▶ _Data for this exercise_:
-.-.-
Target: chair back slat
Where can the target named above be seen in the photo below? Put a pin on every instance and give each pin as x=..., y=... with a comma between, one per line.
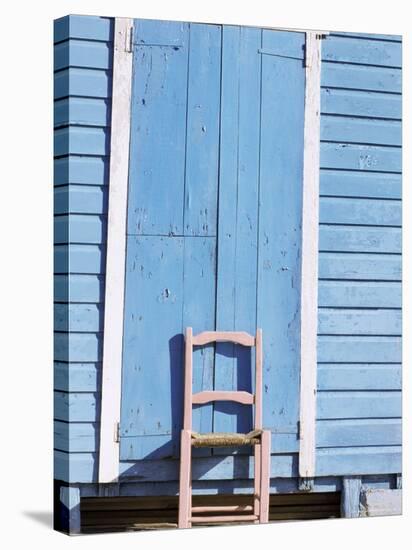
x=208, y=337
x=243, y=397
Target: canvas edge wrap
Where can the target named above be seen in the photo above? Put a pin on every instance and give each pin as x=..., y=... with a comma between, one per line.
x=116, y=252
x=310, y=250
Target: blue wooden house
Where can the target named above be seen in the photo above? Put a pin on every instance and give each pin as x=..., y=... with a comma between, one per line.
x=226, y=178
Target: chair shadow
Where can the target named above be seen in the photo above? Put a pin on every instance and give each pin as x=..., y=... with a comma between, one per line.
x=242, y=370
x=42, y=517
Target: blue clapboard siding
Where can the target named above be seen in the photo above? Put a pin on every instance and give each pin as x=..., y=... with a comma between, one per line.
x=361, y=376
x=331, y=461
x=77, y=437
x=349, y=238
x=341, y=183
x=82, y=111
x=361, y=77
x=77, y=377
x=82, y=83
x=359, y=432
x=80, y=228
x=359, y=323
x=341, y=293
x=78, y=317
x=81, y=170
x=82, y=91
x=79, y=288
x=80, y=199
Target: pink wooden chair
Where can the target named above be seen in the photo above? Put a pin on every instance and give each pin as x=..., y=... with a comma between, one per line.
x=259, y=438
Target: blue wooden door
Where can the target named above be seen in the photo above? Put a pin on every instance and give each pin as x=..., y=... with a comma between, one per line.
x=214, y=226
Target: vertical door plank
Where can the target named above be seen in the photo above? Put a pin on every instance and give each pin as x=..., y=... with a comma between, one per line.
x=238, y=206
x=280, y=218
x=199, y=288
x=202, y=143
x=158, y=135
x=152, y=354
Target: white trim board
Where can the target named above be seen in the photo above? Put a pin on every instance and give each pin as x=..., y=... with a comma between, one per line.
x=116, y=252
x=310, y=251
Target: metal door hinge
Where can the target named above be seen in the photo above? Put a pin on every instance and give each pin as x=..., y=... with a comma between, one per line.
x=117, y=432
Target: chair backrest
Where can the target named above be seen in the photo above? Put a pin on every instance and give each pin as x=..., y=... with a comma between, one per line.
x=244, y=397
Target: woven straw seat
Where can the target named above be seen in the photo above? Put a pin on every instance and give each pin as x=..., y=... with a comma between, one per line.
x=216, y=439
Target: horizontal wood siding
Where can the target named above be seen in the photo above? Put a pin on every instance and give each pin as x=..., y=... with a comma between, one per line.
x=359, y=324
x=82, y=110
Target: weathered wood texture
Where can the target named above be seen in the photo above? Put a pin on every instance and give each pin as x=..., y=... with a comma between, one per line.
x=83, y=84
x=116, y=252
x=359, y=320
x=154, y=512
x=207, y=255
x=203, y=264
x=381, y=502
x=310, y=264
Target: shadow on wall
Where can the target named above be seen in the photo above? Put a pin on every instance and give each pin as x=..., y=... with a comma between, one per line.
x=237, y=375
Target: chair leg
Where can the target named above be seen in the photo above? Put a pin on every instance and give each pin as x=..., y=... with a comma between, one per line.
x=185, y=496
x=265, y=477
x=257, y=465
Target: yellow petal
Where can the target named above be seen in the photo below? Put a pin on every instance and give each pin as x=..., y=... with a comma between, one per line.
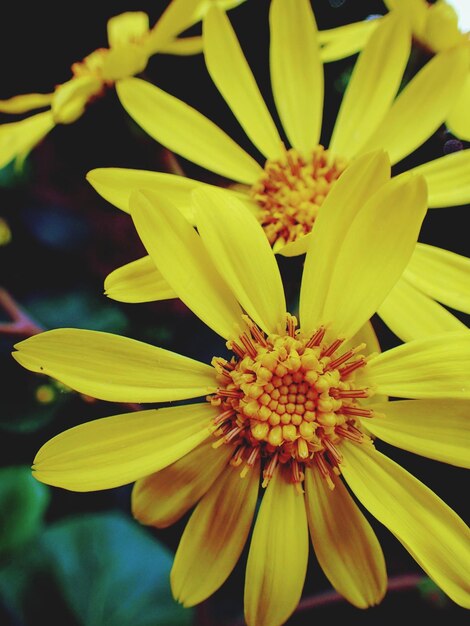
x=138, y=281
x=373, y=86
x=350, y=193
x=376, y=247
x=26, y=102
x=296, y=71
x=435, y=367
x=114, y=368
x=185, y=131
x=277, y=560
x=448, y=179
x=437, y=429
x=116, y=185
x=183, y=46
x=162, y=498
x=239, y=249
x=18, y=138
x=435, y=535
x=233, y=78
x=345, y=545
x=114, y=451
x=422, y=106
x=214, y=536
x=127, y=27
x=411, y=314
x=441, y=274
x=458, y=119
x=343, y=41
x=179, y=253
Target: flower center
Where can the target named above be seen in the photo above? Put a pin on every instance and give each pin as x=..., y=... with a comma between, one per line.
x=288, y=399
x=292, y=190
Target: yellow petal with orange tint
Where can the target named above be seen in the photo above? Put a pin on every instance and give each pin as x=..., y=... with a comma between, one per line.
-.-.-
▶ _Stated problem_: Can you copy, word for word, the part of the records that opens with the line containing "Target: white trim board" and closes with the line containing "x=257, y=465", both of those lines included?

▶ _Finished exercise_:
Target: white trim board
Where can the target named above be seen in the photo above? Put a pin on every instance and give each pin as x=..., y=... with a comma between, one per line.
x=116, y=252
x=310, y=251
Target: metal door hinge
Where can the target named above be seen in the photo above? Put a pin on every instance and give each pin as x=..., y=... with a comma between, one per line.
x=117, y=432
Target: chair backrest
Where can the target named above be seen in the photo above? Put a pin on every instance and give each pin as x=..., y=... with a comma between, one per line.
x=244, y=397
Target: woven straw seat
Where can the target named above be seen in the photo above? Put a pin on every instance and give each pin as x=..., y=... with a comma between, one per line.
x=216, y=439
Target: horizontal wood siding
Where can the target named above be seen in the photo above? Put a pin on every instance and give each pin as x=..., y=... with a comma between, one per line.
x=359, y=324
x=82, y=110
Target: weathered wood texture
Where can the target named above be seen in the photo above? Put a pin on every instance and give each pin as x=..., y=... with a comma between, one per line.
x=83, y=84
x=116, y=252
x=359, y=320
x=154, y=512
x=207, y=255
x=203, y=264
x=381, y=502
x=310, y=264
Target: shadow on wall
Where can the target named above be seen in the photo above? Put a pin on every instance and give each pin as x=..., y=... with a comma between, one per line.
x=237, y=375
Target: chair leg
Where can the target named above be seen in the photo above? Put a pin on every instance and give each pin as x=..., y=... with a comma between, one per line.
x=185, y=496
x=265, y=477
x=257, y=465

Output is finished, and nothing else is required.